Recast the data, starting at the first line and ending at the line containing "top-left (192, 149), bottom-right (264, 193)", as a JSON list of strings with one string per line and blank lines omitted. Leave the pictures out of the answer.

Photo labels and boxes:
* begin *

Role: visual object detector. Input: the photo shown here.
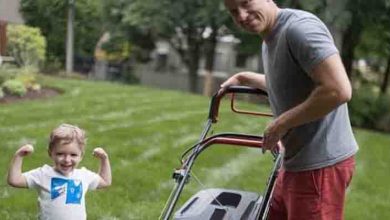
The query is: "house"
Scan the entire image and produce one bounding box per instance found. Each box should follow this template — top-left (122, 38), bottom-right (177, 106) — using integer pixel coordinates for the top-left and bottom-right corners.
top-left (134, 35), bottom-right (261, 93)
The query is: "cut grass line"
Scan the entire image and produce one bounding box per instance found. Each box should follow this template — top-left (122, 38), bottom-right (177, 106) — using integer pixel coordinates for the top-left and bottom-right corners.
top-left (192, 149), bottom-right (264, 193)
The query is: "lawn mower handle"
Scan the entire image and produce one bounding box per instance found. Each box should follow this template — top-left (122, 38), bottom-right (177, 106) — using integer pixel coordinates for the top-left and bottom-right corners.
top-left (208, 86), bottom-right (267, 123)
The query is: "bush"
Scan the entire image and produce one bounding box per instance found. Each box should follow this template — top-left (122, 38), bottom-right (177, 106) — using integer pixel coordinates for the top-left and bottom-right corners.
top-left (0, 65), bottom-right (18, 85)
top-left (348, 86), bottom-right (390, 131)
top-left (3, 79), bottom-right (27, 96)
top-left (7, 24), bottom-right (46, 67)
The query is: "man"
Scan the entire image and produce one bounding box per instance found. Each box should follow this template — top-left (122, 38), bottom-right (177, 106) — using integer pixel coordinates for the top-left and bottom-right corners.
top-left (221, 0), bottom-right (358, 220)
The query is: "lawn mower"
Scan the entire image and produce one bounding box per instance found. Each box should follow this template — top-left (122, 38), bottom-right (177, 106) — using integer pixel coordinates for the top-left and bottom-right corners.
top-left (160, 86), bottom-right (282, 220)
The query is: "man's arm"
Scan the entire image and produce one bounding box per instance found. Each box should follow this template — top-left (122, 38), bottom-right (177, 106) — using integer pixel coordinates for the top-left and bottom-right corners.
top-left (93, 147), bottom-right (112, 188)
top-left (264, 54), bottom-right (352, 149)
top-left (7, 144), bottom-right (34, 188)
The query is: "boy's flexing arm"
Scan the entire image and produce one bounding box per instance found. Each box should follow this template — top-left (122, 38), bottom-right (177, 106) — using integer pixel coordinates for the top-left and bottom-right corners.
top-left (7, 144), bottom-right (34, 188)
top-left (93, 147), bottom-right (112, 188)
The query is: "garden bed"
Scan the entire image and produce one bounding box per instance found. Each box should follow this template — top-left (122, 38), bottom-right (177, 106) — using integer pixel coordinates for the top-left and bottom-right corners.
top-left (0, 88), bottom-right (61, 104)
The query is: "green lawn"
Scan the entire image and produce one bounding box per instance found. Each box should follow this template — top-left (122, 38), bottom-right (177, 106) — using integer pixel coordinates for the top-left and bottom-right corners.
top-left (0, 77), bottom-right (390, 220)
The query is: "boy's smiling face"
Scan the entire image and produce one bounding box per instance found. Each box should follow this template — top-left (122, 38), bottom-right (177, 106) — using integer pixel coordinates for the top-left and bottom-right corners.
top-left (49, 141), bottom-right (83, 176)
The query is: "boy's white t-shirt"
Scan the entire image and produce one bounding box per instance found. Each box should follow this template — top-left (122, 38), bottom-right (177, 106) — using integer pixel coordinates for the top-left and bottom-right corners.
top-left (23, 164), bottom-right (100, 220)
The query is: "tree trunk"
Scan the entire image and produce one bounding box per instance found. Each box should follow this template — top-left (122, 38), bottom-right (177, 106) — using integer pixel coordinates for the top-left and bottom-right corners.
top-left (203, 25), bottom-right (218, 96)
top-left (0, 21), bottom-right (7, 56)
top-left (187, 28), bottom-right (201, 93)
top-left (341, 10), bottom-right (362, 79)
top-left (381, 57), bottom-right (390, 95)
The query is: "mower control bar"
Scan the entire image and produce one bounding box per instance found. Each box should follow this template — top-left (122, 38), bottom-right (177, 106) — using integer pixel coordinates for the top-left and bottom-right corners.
top-left (209, 86), bottom-right (269, 123)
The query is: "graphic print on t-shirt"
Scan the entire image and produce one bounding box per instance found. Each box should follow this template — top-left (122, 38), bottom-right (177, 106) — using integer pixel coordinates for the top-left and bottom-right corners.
top-left (50, 177), bottom-right (83, 204)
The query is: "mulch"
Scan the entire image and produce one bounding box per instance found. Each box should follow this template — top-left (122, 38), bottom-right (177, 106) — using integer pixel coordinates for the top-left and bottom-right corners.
top-left (0, 88), bottom-right (61, 104)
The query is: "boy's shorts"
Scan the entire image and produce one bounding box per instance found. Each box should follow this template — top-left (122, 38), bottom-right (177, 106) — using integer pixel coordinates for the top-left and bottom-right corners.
top-left (268, 156), bottom-right (355, 220)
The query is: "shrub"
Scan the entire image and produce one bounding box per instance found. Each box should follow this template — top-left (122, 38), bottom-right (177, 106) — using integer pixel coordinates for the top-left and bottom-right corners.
top-left (348, 86), bottom-right (390, 131)
top-left (3, 79), bottom-right (27, 96)
top-left (14, 67), bottom-right (36, 89)
top-left (7, 24), bottom-right (46, 66)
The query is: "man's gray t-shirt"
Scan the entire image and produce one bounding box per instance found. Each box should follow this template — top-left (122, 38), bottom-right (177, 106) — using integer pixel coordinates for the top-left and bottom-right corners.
top-left (262, 9), bottom-right (358, 171)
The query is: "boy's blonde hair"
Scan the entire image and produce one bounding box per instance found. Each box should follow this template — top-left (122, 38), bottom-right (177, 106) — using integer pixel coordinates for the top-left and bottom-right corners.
top-left (49, 124), bottom-right (86, 153)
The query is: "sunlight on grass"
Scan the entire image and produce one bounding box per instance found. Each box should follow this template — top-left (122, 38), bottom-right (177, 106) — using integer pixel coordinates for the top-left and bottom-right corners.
top-left (0, 77), bottom-right (390, 220)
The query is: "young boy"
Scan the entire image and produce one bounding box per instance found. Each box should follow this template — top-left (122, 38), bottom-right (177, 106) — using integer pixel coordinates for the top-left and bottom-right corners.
top-left (7, 124), bottom-right (111, 220)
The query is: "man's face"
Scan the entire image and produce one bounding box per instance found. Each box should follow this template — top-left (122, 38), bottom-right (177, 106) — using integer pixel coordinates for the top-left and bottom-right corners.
top-left (225, 0), bottom-right (273, 33)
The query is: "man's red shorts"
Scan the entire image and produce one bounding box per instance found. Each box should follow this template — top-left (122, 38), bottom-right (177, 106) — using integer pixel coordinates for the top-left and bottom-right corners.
top-left (268, 156), bottom-right (355, 220)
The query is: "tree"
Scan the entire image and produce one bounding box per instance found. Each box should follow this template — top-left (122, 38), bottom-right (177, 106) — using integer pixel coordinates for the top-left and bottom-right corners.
top-left (20, 0), bottom-right (102, 66)
top-left (124, 0), bottom-right (227, 92)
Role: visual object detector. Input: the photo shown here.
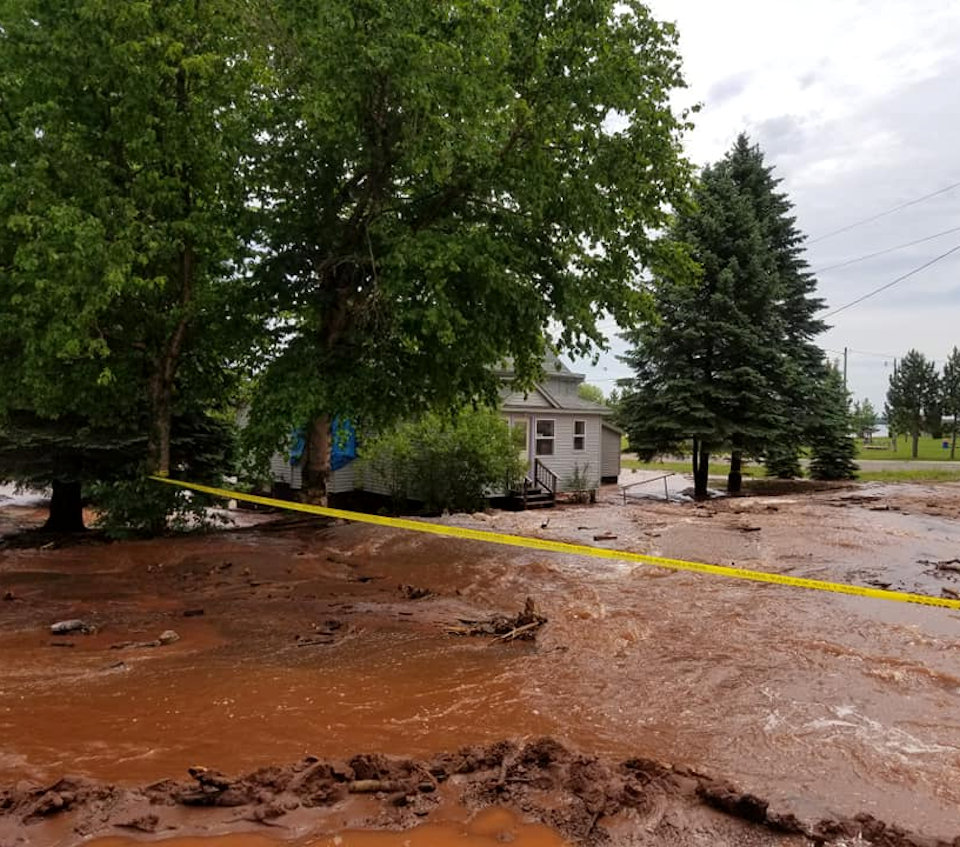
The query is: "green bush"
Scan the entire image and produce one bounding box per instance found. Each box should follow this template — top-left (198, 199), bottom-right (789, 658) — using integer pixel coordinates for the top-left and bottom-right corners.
top-left (361, 409), bottom-right (523, 512)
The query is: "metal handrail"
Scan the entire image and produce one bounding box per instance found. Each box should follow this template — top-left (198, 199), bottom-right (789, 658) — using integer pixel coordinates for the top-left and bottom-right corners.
top-left (533, 459), bottom-right (559, 496)
top-left (620, 471), bottom-right (676, 505)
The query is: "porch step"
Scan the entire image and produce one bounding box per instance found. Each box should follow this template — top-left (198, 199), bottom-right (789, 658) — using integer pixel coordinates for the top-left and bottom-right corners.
top-left (502, 490), bottom-right (557, 512)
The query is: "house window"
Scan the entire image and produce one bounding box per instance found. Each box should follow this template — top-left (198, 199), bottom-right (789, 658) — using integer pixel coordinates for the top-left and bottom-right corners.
top-left (573, 421), bottom-right (587, 450)
top-left (536, 419), bottom-right (554, 456)
top-left (510, 418), bottom-right (530, 459)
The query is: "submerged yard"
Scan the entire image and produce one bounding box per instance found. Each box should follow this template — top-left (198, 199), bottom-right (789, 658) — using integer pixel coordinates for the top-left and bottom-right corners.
top-left (0, 484), bottom-right (960, 847)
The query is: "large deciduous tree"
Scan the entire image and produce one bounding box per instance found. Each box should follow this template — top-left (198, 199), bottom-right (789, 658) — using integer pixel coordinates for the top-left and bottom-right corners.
top-left (0, 0), bottom-right (257, 519)
top-left (886, 350), bottom-right (938, 459)
top-left (249, 0), bottom-right (688, 499)
top-left (623, 136), bottom-right (823, 496)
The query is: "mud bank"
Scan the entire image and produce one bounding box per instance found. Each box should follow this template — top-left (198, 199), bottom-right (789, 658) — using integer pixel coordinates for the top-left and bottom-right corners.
top-left (0, 486), bottom-right (960, 847)
top-left (0, 738), bottom-right (960, 847)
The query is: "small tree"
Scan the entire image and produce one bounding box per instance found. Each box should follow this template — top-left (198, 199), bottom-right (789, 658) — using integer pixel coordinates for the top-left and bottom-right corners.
top-left (808, 365), bottom-right (857, 479)
top-left (851, 399), bottom-right (879, 443)
top-left (887, 350), bottom-right (937, 459)
top-left (577, 382), bottom-right (607, 406)
top-left (763, 443), bottom-right (803, 479)
top-left (362, 409), bottom-right (523, 512)
top-left (940, 347), bottom-right (960, 459)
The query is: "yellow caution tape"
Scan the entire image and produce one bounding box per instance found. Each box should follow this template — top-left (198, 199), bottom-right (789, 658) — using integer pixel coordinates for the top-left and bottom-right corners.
top-left (150, 476), bottom-right (960, 609)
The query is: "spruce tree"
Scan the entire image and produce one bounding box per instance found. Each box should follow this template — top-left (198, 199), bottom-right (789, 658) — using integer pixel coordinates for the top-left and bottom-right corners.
top-left (887, 350), bottom-right (937, 459)
top-left (940, 347), bottom-right (960, 459)
top-left (624, 136), bottom-right (824, 496)
top-left (807, 365), bottom-right (857, 480)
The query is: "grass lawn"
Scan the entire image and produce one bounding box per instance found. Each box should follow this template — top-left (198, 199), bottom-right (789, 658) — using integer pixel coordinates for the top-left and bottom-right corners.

* end *

EXERCISE RESPONSE:
[
  "Role: visual object detector. Input: the photo shown here.",
  "The query is: \"house\"",
  "Scan the entire image and produce one bounding box per instance found. Each box should follow this template — top-left (122, 38), bottom-right (177, 106) — using integer pixel coordinates for the top-left and bottom-right corners.",
  "top-left (134, 35), bottom-right (261, 93)",
  "The query is: \"cut grass line\"",
  "Scan the entire image and produce one bounding box per instance found. Each box should follow this template — top-left (122, 38), bottom-right (177, 106) — using integer pixel coordinates for the top-left and bottom-right corners.",
  "top-left (192, 149), bottom-right (264, 193)"
]